◆ SOURCE MATERIAL:

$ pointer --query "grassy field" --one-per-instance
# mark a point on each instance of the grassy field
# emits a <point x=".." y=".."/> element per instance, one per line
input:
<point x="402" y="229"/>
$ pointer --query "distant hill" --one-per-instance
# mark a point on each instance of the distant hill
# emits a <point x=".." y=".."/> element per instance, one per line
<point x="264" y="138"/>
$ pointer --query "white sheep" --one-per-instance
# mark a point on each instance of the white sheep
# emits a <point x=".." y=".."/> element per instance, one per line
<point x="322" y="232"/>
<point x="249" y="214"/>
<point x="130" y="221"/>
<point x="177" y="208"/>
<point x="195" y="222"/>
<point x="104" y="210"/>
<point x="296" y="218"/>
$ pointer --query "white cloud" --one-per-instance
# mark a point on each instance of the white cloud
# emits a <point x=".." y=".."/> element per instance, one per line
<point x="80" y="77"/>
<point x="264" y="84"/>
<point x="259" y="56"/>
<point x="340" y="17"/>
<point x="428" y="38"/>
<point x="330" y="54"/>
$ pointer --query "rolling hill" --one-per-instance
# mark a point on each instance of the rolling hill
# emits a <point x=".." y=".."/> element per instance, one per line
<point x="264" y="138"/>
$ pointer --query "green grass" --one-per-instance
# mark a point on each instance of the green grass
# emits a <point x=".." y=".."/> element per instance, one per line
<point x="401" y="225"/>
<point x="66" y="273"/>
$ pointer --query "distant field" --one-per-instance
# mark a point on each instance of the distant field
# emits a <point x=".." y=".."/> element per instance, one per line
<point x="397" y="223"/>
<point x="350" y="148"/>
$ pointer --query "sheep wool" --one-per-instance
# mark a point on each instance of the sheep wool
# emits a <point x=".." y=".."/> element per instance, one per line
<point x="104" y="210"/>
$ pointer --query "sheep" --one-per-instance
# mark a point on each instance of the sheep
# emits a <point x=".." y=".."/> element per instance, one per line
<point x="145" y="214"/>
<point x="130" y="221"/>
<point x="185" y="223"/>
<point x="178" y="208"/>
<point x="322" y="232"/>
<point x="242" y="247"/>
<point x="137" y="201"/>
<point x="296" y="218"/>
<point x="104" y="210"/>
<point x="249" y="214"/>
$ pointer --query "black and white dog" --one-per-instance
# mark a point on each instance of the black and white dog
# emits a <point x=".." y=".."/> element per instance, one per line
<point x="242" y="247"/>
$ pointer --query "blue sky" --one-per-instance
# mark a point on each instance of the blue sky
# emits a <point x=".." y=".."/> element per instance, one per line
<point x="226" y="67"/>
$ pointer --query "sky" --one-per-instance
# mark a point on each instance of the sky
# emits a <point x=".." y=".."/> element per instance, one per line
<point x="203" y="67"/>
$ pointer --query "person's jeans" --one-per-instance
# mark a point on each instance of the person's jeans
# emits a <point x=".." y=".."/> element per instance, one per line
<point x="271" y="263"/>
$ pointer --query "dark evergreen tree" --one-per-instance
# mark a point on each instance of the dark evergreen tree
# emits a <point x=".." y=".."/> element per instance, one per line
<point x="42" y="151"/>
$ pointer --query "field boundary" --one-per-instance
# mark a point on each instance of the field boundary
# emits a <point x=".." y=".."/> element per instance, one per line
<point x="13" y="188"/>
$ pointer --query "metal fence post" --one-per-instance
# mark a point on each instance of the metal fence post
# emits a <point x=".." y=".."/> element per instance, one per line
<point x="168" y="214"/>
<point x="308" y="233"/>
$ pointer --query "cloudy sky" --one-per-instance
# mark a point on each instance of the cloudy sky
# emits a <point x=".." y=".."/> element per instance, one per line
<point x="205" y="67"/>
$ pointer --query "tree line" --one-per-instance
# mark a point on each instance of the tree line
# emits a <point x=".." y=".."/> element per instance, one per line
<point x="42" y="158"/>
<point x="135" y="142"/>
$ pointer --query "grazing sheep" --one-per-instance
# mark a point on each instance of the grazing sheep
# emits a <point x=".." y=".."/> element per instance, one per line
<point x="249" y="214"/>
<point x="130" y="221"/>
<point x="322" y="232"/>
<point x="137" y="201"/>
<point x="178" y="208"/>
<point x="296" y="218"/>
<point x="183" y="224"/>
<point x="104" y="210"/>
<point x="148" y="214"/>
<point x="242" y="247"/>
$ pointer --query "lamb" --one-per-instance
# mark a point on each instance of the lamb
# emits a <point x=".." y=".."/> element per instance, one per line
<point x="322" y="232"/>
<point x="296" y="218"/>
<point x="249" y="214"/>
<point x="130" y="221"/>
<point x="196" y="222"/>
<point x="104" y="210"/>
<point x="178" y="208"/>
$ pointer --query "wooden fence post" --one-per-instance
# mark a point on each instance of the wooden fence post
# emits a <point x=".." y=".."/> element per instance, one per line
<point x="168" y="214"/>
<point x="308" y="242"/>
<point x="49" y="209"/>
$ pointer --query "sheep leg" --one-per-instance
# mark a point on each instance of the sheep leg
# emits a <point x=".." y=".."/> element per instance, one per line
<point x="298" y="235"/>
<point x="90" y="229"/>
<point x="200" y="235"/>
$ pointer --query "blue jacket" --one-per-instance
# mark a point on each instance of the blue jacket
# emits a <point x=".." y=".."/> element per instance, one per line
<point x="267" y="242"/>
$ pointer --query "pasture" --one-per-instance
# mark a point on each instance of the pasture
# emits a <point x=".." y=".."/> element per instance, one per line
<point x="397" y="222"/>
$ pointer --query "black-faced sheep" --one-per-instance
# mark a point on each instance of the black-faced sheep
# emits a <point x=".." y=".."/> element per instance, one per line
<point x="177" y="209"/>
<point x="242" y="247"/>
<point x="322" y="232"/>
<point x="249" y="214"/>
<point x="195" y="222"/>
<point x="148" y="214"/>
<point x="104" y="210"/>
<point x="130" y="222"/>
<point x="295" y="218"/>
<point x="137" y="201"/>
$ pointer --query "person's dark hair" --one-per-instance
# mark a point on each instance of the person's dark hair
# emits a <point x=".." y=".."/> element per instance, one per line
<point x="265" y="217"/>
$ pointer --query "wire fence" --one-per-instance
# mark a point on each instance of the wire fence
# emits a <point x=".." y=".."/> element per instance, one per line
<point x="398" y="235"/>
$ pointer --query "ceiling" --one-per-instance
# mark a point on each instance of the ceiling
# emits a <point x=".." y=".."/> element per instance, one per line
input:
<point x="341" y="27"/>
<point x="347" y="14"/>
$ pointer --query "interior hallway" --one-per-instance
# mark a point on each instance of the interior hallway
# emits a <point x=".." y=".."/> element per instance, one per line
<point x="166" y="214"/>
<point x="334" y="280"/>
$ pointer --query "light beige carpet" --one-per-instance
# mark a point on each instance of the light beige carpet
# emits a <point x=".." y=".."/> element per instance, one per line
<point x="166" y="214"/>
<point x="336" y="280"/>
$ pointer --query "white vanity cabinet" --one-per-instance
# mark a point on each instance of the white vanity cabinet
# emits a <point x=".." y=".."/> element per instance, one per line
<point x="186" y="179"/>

◆ WRITTEN REQUEST:
Take the lines above and retype all of them exactly.

◆ EXERCISE OUTPUT:
$ pointer --query "grassy field" --one-per-instance
# mark a point on each instance of the grassy field
# emits a <point x=".." y=".."/> element per instance, one per line
input:
<point x="402" y="229"/>
$ pointer --query "distant hill" --one-per-instance
# mark a point on each instance of the distant hill
# emits a <point x=".." y=".."/> element per instance, one per line
<point x="264" y="138"/>
$ pointer --query "white sheep" --one-per-instance
# mark a point on each instance of the white sheep
# emits a <point x=".." y=".."/> element per instance, one per line
<point x="322" y="232"/>
<point x="249" y="214"/>
<point x="130" y="221"/>
<point x="177" y="208"/>
<point x="195" y="222"/>
<point x="104" y="210"/>
<point x="296" y="218"/>
$ pointer --query "white cloud" --one-per-instance
# mark a point on each instance of the white cloud
# emits a <point x=".." y=".."/> element per instance, one per line
<point x="80" y="77"/>
<point x="264" y="84"/>
<point x="259" y="56"/>
<point x="340" y="17"/>
<point x="428" y="38"/>
<point x="330" y="54"/>
$ pointer --query "rolling hill" --one-per-instance
# mark a point on each instance of the rolling hill
# emits a <point x=".." y=".."/> element per instance, one per line
<point x="264" y="138"/>
$ pointer --query "green grass" --one-per-instance
# mark a point on each instance of the green grass
# emits a <point x=".." y=".."/> element per instance, one per line
<point x="401" y="225"/>
<point x="66" y="273"/>
$ pointer --query "distant field" --one-per-instance
# mark a point on each instance of the distant field
# emits a <point x=".." y=".."/> element per instance, one per line
<point x="397" y="223"/>
<point x="350" y="148"/>
$ pointer --query "sheep wool" --one-per-instance
# mark a point on each instance of the sheep wool
# emits a <point x=".." y=".."/> element per instance, one per line
<point x="104" y="210"/>
$ pointer --query "sheep" --one-per-instance
# mark a point on each instance of the sheep
# emits a <point x=".." y=".."/> element per instance, one per line
<point x="145" y="214"/>
<point x="130" y="221"/>
<point x="185" y="223"/>
<point x="178" y="208"/>
<point x="322" y="232"/>
<point x="242" y="247"/>
<point x="137" y="201"/>
<point x="296" y="218"/>
<point x="104" y="210"/>
<point x="249" y="214"/>
$ pointer --query "black and white dog" --one-per-instance
# mark a point on each instance of the black and white dog
# emits a <point x=".." y=".."/> element per instance, one per line
<point x="242" y="247"/>
$ pointer --query "blue sky" --one-per-instance
# mark a point on each instance of the blue sky
# emits a <point x=".." y=".."/> element per instance, one per line
<point x="226" y="67"/>
$ pointer --query "sky" --one-per-instance
# mark a point on each instance of the sky
# emits a <point x=".." y=".."/> element per instance, one per line
<point x="203" y="67"/>
$ pointer --query "person's jeans" --one-per-instance
# mark a point on each instance of the person's jeans
# emits a <point x=".." y=".."/> element per instance, one per line
<point x="271" y="263"/>
$ pointer --query "dark evergreen tree" --one-per-instance
# mark a point on each instance of the dark evergreen tree
# emits a <point x=".." y=".."/> element per instance, one per line
<point x="42" y="151"/>
$ pointer --query "field boundary" --one-per-instance
# mark a point on each instance of the field boundary
# emits a <point x=".." y=".."/> element per instance, one per line
<point x="13" y="188"/>
$ pointer --query "metal fence post" --one-per-instance
# mark a point on each instance of the metal fence post
# emits a <point x=".." y=".."/> element per instance, one per line
<point x="168" y="214"/>
<point x="308" y="233"/>
$ pointer --query "cloudy sky" --one-per-instance
# mark a point on each instance of the cloudy sky
# emits a <point x=".." y=".."/> element per instance, one per line
<point x="205" y="67"/>
$ pointer --query "tree line" --one-per-instance
# mark a point on each instance of the tree line
# emits a <point x=".." y=".."/> element per instance, one per line
<point x="42" y="158"/>
<point x="135" y="142"/>
$ pointer --query "grazing sheep" --one-per-instance
# mark a point on each instance of the grazing sheep
# emits a <point x=".." y=".."/> element per instance, one per line
<point x="249" y="214"/>
<point x="130" y="221"/>
<point x="322" y="232"/>
<point x="137" y="201"/>
<point x="178" y="208"/>
<point x="296" y="218"/>
<point x="183" y="224"/>
<point x="104" y="210"/>
<point x="148" y="214"/>
<point x="242" y="247"/>
$ pointer --query "lamb" --one-per-instance
# mark a point on each instance of the lamb
# emits a <point x=".." y=".."/> element per instance, one per line
<point x="322" y="232"/>
<point x="296" y="218"/>
<point x="249" y="214"/>
<point x="130" y="221"/>
<point x="196" y="222"/>
<point x="104" y="210"/>
<point x="178" y="208"/>
$ pointer --query "wooden fence post" --one-per-instance
# mark a point on each instance of the wooden fence post
# emits a <point x=".." y=".."/> element per instance, one per line
<point x="168" y="214"/>
<point x="308" y="242"/>
<point x="49" y="209"/>
$ pointer --query "sheep leg" --one-per-instance
# mark a point on each instance of the sheep leg
# emits a <point x=".." y=".."/> element per instance, one per line
<point x="298" y="235"/>
<point x="90" y="229"/>
<point x="200" y="235"/>
$ pointer --query "blue jacket" --one-per-instance
# mark a point on each instance of the blue jacket
# emits a <point x=".." y=".."/> element per instance, one per line
<point x="267" y="242"/>
$ pointer --query "pasture" --one-per-instance
# mark a point on each instance of the pasture
# emits a <point x=".." y=".."/> element per instance, one per line
<point x="397" y="222"/>
$ pointer --query "black-faced sheep" --one-per-instance
# mark a point on each instance of the black-faced sheep
# emits a <point x=".." y=".."/> element per instance, one per line
<point x="177" y="209"/>
<point x="242" y="247"/>
<point x="322" y="232"/>
<point x="249" y="214"/>
<point x="195" y="222"/>
<point x="148" y="214"/>
<point x="104" y="210"/>
<point x="130" y="222"/>
<point x="295" y="218"/>
<point x="137" y="201"/>
$ pointer --query "person's dark hair" --one-per-instance
# mark a point on each instance of the person's dark hair
# emits a <point x=".." y=".."/> element per instance, one per line
<point x="265" y="217"/>
$ pointer --query "wire fence" --one-per-instance
# mark a point on each instance of the wire fence
# emits a <point x=".." y=".."/> element per instance, one per line
<point x="398" y="235"/>
$ pointer --query "ceiling" --one-per-instance
# mark a point on each instance of the ceiling
# emits a <point x=".." y=".."/> element per instance, one per line
input:
<point x="341" y="27"/>
<point x="347" y="14"/>
$ pointer --query "interior hallway" --one-per-instance
# mark a point on each instance of the interior hallway
# emits a <point x=".." y=".."/> element per instance, one per line
<point x="166" y="214"/>
<point x="334" y="280"/>
$ pointer --query "light beige carpet" --one-per-instance
# mark a point on each instance of the light beige carpet
# emits a <point x=".." y=".."/> element per instance, one per line
<point x="166" y="214"/>
<point x="336" y="280"/>
$ pointer --query "white vanity cabinet" --one-per-instance
# mark a point on each instance of the white vanity cabinet
# emits a <point x=".." y=".."/> element per instance, one per line
<point x="186" y="179"/>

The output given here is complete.